*** READING TEXT ***

Monday, June 7, 2010

Death of a Princess

On June 7, 2002, Princess Lilian of Belgium, born Mary Lilian Baels, widow of King Leopold III, died peacefully, after a long illness, at her home at Argenteuil, near Waterloo. One of her doctors, and close collaborators in the Princess Lilian Cardiological Foundation, Charles van Ypersele de Strihou, later testified:
During her long illness, the Princess never complained. Although aware of her prognosis, She nevertheless fought step by step with a courage that commanded the admiration of physicians and nurses. She kept her sense of humour, confronted the physicians with the limits of their art and obtained the best of their talents. She remained attached to life despite the hardship of illness and some moments of discouragement. A few weeks before her death, She confided gratefully that She had enjoyed her long, full life. (Charles van Ypersele de Strihou, "Princess Lilian: some personal recollections," in Proceedings of the Princess Lilian Cardiology Foundation Symposium to commemorate its Patron, HRH Princess Lilian of Belgium, "Cardiology and cardiovascular surgery at the onset of the XXIst century," Acta Cardiologica - An International Journal of Cardiology, suppl. to volume 59, 2004, p. 20, quoted by Michel Verwilghen in Le Mythe d'Argenteuil: demeure d'un couple royal, 2006, p. 39)

***

§ LIST OF TASKS:
1 – Answer these questions from the text about Princess Lilian's death:
(a) Whose widow was Princess Lilian?
(b) Where was her home when she died?
(c) What did she confide a few weeks before her death?
2 – Write the next part of the text about Princess Lilian's death, picking up after its final sentence.

*** MATERIAL PROVIDED ***

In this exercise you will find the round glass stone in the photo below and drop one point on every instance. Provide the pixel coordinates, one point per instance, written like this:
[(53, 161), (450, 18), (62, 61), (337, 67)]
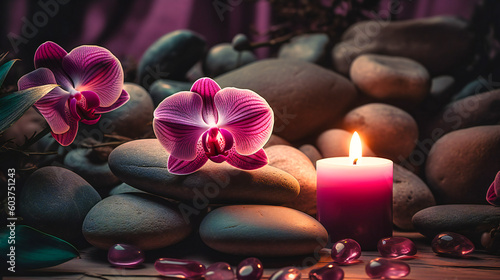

***

§ RESPONSES TO THE EXERCISE:
1 –
(a) She was the widow of King Leopold III.
(b) Her home was at Argenteuil, near Waterloo.
(c) She confided gratefully that she had enjoyed her long, full life.

2 –
Verwilghen adds:
She who, during her life, had morally suffered so from the innumerable calumnies of which she was the victim, did not know the physical pains of the end of life. Some of her intimates said that Providence spared her a long and painful agony. As if she were falling asleep, she slipped, little by little, into unconsciousness, a few moments after the final auscultation. She ceased to breathe less than an hour later. Death came shortly before 1 pm, while Princess Lilian was surrounded only by her silent doctors and supported by her maid, whose sobs, restrained with difficulty, expressed her profound emotion.

The chatelaine of Argenteuil, who royally personified that marvelous corner of Belgium, transfigured by her talent, had left it, after living there for more than 41 years. Her mortal remains would rest there for eight days yet, before passing, for the last time, through the gates of the royal dwelling over which, at her suggestion, had been forged two "L's", interlaced and surmounted with a crown, monograms of Leopold and Lilian, evocative of their common destiny. (p. 40, translated from the French original)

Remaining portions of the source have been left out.